## WORK REQUIRED
Each line of the listing, apart from the pictures, is to be printed exactly.

(DATA SHOWN)

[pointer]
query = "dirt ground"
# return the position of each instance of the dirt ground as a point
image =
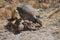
(49, 13)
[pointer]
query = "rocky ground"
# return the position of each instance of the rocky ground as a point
(49, 16)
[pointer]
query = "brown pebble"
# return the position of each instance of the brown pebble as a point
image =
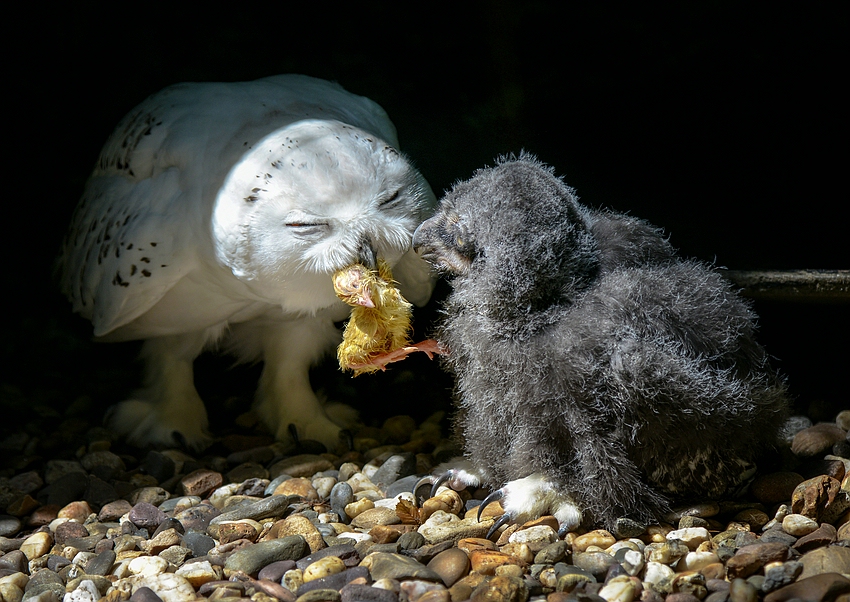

(End DATA SHOWN)

## RESPONSE BOX
[pointer]
query = "dirt ground"
# return the position of each instance of the dirt ground as a point
image =
(49, 13)
[pointer]
query = "rocky ground"
# return the position of each instance of the rocky ground as a point
(49, 16)
[pointer]
query = "brown pebble"
# return the position of each instance of the brown pebble as a point
image =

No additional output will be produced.